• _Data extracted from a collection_
┄┄┄┄┄┄┄┄┄┄┄┄┄┄┄┄┄┄┄┄

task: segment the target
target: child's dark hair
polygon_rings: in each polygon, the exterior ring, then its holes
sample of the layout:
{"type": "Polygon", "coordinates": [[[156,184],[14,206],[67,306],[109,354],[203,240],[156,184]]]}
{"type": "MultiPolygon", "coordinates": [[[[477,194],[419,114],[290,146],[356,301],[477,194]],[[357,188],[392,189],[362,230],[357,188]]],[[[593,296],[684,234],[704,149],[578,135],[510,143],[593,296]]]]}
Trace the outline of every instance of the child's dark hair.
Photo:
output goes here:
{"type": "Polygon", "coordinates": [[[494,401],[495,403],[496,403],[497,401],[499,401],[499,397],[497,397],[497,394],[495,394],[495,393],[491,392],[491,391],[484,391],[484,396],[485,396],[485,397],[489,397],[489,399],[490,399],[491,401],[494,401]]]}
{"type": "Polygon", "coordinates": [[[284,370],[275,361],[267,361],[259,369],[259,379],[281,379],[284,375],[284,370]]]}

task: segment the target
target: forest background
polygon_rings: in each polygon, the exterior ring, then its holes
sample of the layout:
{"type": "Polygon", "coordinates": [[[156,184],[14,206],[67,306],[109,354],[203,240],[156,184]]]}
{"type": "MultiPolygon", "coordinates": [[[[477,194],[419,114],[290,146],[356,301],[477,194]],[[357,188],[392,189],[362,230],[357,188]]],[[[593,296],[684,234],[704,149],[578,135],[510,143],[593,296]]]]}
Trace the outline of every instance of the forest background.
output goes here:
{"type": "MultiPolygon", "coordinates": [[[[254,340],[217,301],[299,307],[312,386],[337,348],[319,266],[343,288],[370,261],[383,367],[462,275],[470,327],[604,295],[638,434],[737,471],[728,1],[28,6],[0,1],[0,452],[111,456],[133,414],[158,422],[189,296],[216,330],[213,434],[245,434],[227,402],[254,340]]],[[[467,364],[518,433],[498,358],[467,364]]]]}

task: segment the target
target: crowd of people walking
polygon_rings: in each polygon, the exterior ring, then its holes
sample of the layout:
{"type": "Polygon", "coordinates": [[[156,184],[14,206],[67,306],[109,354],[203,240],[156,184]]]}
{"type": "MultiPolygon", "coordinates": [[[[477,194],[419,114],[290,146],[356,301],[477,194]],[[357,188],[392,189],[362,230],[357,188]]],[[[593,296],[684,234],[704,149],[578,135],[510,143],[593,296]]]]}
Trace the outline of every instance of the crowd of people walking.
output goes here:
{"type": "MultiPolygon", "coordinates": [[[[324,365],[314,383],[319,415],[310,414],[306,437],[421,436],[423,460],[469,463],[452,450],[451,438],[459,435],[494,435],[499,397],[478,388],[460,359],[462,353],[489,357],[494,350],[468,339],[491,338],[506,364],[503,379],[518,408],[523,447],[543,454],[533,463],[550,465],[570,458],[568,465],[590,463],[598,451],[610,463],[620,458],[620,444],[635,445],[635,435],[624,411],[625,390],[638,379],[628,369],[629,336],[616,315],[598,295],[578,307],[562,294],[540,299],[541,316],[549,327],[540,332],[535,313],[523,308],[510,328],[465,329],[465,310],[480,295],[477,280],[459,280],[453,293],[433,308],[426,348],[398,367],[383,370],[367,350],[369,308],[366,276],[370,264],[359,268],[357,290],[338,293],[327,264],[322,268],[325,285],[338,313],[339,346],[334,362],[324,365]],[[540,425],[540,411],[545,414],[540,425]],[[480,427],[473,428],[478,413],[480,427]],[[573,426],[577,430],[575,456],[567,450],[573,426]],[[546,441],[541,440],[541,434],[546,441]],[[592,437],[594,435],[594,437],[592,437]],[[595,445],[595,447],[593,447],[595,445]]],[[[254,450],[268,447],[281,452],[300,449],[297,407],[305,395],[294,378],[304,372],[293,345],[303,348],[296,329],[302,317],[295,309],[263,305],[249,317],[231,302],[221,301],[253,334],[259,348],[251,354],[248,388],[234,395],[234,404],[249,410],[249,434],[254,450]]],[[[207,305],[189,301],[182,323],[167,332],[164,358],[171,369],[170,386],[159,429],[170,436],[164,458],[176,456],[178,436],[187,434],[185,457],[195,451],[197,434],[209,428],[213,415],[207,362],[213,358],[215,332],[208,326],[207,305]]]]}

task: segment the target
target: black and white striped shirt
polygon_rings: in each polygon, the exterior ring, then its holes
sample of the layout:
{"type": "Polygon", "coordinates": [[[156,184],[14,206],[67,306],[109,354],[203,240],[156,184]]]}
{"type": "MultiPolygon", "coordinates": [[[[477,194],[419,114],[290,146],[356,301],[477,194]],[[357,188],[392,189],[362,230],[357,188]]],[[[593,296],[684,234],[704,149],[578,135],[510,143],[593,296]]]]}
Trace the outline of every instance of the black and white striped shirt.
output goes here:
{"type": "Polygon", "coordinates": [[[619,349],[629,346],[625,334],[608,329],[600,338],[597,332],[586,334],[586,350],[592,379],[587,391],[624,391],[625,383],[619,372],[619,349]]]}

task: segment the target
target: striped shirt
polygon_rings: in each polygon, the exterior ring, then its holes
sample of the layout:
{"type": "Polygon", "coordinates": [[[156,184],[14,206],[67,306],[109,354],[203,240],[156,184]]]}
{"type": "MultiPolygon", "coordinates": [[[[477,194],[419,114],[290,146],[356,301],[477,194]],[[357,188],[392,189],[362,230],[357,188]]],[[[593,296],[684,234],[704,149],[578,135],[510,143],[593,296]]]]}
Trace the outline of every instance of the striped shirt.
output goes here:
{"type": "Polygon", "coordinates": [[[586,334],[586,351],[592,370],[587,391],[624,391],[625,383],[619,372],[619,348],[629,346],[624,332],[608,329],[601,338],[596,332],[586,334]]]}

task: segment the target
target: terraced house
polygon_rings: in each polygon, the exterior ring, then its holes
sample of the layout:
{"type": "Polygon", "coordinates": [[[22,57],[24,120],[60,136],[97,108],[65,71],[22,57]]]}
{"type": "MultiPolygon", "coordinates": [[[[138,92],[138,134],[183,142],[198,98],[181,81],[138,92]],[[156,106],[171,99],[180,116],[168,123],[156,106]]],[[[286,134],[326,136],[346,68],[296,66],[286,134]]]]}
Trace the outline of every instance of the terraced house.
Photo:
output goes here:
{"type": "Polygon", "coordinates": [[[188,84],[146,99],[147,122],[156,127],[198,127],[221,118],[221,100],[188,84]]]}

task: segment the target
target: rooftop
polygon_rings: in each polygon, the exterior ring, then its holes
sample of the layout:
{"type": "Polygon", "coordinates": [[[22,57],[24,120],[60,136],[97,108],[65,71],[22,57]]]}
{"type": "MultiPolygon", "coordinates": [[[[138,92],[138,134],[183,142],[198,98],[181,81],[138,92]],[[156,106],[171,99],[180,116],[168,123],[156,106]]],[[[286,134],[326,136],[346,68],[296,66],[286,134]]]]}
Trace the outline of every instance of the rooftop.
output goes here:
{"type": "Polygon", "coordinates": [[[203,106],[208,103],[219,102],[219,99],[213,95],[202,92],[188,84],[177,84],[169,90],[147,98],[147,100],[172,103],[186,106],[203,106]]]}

┄┄┄┄┄┄┄┄┄┄┄┄┄┄┄┄┄┄┄┄

• _Task directions_
Report every line of the items above that contains the word "black". Case counts.

• _Result of this task_
target: black and white striped shirt
Trace the outline of every instance of the black and white striped shirt.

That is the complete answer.